[Excerpts of labeled region data]

----

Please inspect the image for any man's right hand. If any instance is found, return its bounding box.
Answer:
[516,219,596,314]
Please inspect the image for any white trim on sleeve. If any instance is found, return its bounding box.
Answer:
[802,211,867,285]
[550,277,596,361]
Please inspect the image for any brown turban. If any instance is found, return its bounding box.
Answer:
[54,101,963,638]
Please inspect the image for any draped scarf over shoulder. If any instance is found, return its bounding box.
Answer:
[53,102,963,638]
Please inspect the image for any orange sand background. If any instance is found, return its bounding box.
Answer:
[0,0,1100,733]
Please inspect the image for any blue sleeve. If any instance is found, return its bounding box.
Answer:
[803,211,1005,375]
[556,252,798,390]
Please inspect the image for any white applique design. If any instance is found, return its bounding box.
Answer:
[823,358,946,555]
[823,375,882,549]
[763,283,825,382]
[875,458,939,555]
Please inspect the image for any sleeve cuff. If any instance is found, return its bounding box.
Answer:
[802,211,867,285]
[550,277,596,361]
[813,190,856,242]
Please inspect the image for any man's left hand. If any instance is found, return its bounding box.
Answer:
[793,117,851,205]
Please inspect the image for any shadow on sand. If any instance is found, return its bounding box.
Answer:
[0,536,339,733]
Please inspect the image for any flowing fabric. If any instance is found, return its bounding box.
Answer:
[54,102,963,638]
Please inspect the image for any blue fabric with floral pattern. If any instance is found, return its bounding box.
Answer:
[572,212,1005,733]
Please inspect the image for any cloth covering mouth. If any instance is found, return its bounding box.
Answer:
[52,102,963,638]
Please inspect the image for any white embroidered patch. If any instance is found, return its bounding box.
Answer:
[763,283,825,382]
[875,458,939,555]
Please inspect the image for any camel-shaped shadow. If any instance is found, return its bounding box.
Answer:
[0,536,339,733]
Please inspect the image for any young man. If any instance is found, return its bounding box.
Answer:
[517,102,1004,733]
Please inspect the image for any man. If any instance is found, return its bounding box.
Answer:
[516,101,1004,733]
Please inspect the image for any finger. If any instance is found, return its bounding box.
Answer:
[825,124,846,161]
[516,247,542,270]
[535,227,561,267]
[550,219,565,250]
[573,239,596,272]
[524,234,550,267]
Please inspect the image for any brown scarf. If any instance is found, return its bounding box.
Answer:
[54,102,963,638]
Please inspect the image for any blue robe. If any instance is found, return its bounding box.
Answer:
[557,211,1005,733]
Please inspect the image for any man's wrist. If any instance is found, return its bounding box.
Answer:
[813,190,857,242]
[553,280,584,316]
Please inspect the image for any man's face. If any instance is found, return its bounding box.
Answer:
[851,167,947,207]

----

■ Task to carry out: Copy the lines above verbatim.

■ Response for this exercise:
Please inspect the image for any man's right hand. If any instance is found, return its bounding box.
Answer:
[516,219,596,314]
Please inspect the image for any white trim on sleeve. If any instance is found, return its bounding box.
Answer:
[802,211,867,285]
[550,277,596,361]
Please inspect the image for any brown turban. If any instance is found, return its bounding box.
Answer:
[54,101,963,638]
Please inspect the image for any draped scarf over shoulder. If any instance is found, return its bounding box.
Answer:
[53,102,963,638]
Please inspect the image for any orange sand background. If any instance is found, return its bounding box.
Answer:
[0,0,1100,733]
Please inspect the image for any blue sleeve. If any instance is found, return its bounding box.
Answer:
[803,211,1005,375]
[556,252,798,390]
Please inspect the image for any white applique design. If any instance is found, return its bounding box.
Answer:
[823,358,946,555]
[823,375,882,549]
[763,283,825,382]
[875,458,939,555]
Please inspect the image for any sleeve cuff. If any instance is found, return its bounding box.
Answer:
[802,211,867,285]
[550,277,596,361]
[813,190,856,242]
Please inspect the image for any man's left hand. If any instance is found, return its bounding box.
Answer:
[793,117,851,205]
Please inspect the image for any shadow on sand. If any instance is found, return its bounding box.
Answer:
[0,536,339,733]
Please inspect the image for any flowing fabric. If any instance is found, return its bounding box.
Answer:
[54,102,963,638]
Please inspect the image for any blue fabric with floral pattern. If any instance is found, return its bounding box.
Answer:
[572,212,1005,733]
Please inspect the image for any cloth covering mouth. If any instance is found, return its bounding box.
Answer:
[52,102,963,638]
Please inspect the image for any white embroidered patch. If any instance is found, return its bounding box.
Answer:
[763,283,825,382]
[875,458,939,555]
Please inspect the image for any camel-shaped shadow. If any instance is found, return its bounding box.
Answer:
[0,536,339,733]
Please inspect the image for any young man. If any instance is found, return its bounding box.
Answer:
[517,102,1004,733]
Please inspect the image for any man. If any instance is found, return its bounding box.
Answer:
[516,101,1004,733]
Please inspect the image for any finger. If any instance is found, return its bounding box.
Answer:
[825,124,846,161]
[516,247,542,270]
[535,227,561,267]
[550,219,565,250]
[573,239,596,272]
[524,234,550,267]
Please inspect the image for any brown scarf. If any instance is found, return its bounding box.
Answer:
[54,102,963,638]
Please inspect the image for any blue robe. If any instance is found, return its bounding box.
Answer:
[557,211,1005,733]
Please inspect the image for any man's wrist. If any instance is found, return its bounding box.
Answer:
[813,190,857,242]
[553,280,584,316]
Please inspect the image for any man's face. If any instance is found, return its bounding box.
Answer:
[851,167,947,207]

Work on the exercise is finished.